[Location labeling records]
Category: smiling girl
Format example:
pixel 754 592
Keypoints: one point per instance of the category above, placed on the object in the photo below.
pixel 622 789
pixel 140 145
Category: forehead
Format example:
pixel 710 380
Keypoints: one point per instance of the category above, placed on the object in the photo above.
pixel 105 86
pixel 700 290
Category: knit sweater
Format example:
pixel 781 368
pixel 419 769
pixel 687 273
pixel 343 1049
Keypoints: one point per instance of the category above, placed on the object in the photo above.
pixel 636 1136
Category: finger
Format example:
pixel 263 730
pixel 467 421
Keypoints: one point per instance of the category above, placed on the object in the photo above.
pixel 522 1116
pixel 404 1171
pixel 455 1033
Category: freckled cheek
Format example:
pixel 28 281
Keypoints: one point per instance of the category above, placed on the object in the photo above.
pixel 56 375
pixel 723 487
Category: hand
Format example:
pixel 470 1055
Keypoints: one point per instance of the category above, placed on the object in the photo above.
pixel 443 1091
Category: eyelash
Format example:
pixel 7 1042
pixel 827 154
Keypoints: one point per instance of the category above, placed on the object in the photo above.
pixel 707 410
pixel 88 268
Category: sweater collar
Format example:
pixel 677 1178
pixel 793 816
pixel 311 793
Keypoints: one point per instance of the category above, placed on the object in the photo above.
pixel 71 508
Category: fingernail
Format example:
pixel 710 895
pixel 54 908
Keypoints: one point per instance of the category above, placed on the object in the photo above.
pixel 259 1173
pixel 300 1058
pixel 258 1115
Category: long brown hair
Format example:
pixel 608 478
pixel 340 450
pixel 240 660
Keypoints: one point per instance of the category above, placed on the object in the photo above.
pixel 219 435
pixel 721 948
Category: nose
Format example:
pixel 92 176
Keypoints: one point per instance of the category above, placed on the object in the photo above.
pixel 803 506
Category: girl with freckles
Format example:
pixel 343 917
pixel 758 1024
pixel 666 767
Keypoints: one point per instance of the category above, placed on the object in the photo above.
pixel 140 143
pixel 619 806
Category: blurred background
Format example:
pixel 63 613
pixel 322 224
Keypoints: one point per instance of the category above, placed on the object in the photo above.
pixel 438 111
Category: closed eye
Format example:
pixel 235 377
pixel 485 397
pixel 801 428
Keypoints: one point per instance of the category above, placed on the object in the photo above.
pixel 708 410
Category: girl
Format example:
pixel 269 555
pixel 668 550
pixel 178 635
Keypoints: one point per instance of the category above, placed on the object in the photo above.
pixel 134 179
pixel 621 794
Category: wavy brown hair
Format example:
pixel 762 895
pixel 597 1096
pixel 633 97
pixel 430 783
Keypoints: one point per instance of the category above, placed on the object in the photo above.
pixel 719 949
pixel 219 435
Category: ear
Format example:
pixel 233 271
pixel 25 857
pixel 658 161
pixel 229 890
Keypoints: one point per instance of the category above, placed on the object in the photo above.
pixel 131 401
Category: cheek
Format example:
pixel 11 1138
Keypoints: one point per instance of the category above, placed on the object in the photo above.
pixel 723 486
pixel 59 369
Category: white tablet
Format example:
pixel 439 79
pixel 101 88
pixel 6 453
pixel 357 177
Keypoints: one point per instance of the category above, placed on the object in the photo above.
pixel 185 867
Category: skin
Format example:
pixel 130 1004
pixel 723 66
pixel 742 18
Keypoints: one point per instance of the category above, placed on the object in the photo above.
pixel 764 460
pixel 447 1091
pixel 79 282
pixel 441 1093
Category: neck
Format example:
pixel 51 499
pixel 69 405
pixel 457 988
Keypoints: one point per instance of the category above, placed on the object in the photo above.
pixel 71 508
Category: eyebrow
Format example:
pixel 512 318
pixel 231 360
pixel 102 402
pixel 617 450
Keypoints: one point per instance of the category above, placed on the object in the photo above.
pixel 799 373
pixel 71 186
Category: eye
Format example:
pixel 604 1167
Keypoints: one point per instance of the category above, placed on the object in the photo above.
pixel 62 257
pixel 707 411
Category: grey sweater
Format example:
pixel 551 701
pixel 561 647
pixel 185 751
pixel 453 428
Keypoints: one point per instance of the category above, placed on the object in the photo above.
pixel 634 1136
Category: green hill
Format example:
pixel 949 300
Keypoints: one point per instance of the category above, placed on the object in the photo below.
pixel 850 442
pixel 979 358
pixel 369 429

Task instructions:
Copy every one of the records above word for word, line by line, with nothing changed or left out.

Finished answer:
Category: smiling girl
Format example:
pixel 754 592
Keypoints: one point per instance of the category above, placed on the object in the photo below.
pixel 622 789
pixel 140 145
Category: forehead
Format example:
pixel 710 380
Keypoints: one point per instance of the category above, placed on the object in the photo above.
pixel 105 86
pixel 700 290
Category: knit sweater
Format example:
pixel 781 368
pixel 419 769
pixel 687 273
pixel 343 1049
Keypoints: one point per instance of the category above, placed on the object in the photo above.
pixel 636 1136
Category: finger
Format example:
pixel 263 730
pixel 467 421
Keypoints: one point per instance of the category above, placed on the object in the photo above.
pixel 522 1116
pixel 404 1171
pixel 455 1033
Category: freckled cheek
Format example:
pixel 28 281
Keypoints: one point per instance of the category above, placed on the object in the photo above.
pixel 56 375
pixel 723 487
Category: hand
Format example:
pixel 470 1055
Keypoints: one point per instance of the category above, placed on the object in the photo above.
pixel 443 1091
Category: eyelash
Format example:
pixel 7 1042
pixel 827 154
Keypoints: one point per instance of the category above, placed on the object in the photo above.
pixel 707 410
pixel 88 268
Category: sweater collar
Format example:
pixel 677 1178
pixel 793 816
pixel 311 793
Keypoints: one point per instance of the category above, placed on the object in the photo above.
pixel 71 508
Category: fingernail
Format example:
pixel 710 895
pixel 54 908
Keypoints: one point per instance of the category above, placed on the object in the photo above.
pixel 259 1173
pixel 300 1058
pixel 258 1115
Category: long brown hair
Format example:
pixel 608 478
pixel 340 450
pixel 240 660
Keypoints: one point per instance of the category above, placed on the object in the photo above.
pixel 219 435
pixel 721 948
Category: nose
Format example:
pixel 92 176
Keypoints: one point per instance of the category above, placed on the object in the photo above.
pixel 803 506
Category: girl with freckles
Format example:
pixel 343 917
pixel 758 1024
pixel 666 767
Keypoints: one point per instance of the category above, placed on the object in the photo above.
pixel 140 143
pixel 619 806
Category: blurred background
Format example:
pixel 63 613
pixel 322 224
Keypoints: one point per instance of the category above, placed on the object in the photo above.
pixel 438 111
Category: closed eye
Format example:
pixel 235 377
pixel 485 397
pixel 801 428
Keypoints: one point per instance of the category above, placed on the object in the photo above.
pixel 708 410
Category: girl
Format example:
pixel 269 555
pixel 668 550
pixel 178 635
Keypoints: one point per instance of the category above, placed on the object in the photo above.
pixel 134 179
pixel 621 794
Category: wavy brown hair
Format example:
pixel 762 895
pixel 597 1096
pixel 633 97
pixel 430 783
Keypoints: one point per instance of the category above, placed on the object in the photo above.
pixel 719 949
pixel 219 435
Category: ear
Format example:
pixel 233 271
pixel 25 857
pixel 658 161
pixel 229 890
Keypoints: one point per instance of the category above, placed on the object in the photo above.
pixel 131 401
Category: cheek
Format example:
pixel 11 1138
Keypoints: one point per instance of the category above, placed on the object in the photo above.
pixel 723 486
pixel 59 369
Category: white tablet
Format example:
pixel 439 79
pixel 101 88
pixel 6 453
pixel 357 177
Keypoints: one point per instance of the category above, placed on the object in the photo above.
pixel 185 867
Category: skin
Format example:
pixel 130 1004
pixel 723 66
pixel 742 18
Keypoints: one point per instance of the category above, placed on the object in the photo above.
pixel 764 460
pixel 447 1091
pixel 79 282
pixel 441 1093
Category: neck
Format example:
pixel 51 499
pixel 69 405
pixel 457 988
Keypoints: one point per instance of the category above, placed on the object in the photo above.
pixel 71 508
Category: eyebrow
Format example:
pixel 512 318
pixel 231 360
pixel 102 402
pixel 617 450
Keypoints: one point per instance of the category above, placed on the object in the photo above.
pixel 799 373
pixel 71 186
Category: eye
Format example:
pixel 604 1167
Keypoints: one point per instance of the category above, placed on the object in the photo above.
pixel 62 257
pixel 707 411
Category: grey sweater
Format example:
pixel 551 701
pixel 561 647
pixel 185 751
pixel 453 428
Keypoints: one point per instance of the category above, placed on the object in the photo above.
pixel 634 1136
Category: green hill
Format example:
pixel 949 300
Keypoints: one point per instance of the category above, placed on the object in the photo below.
pixel 850 442
pixel 979 358
pixel 369 429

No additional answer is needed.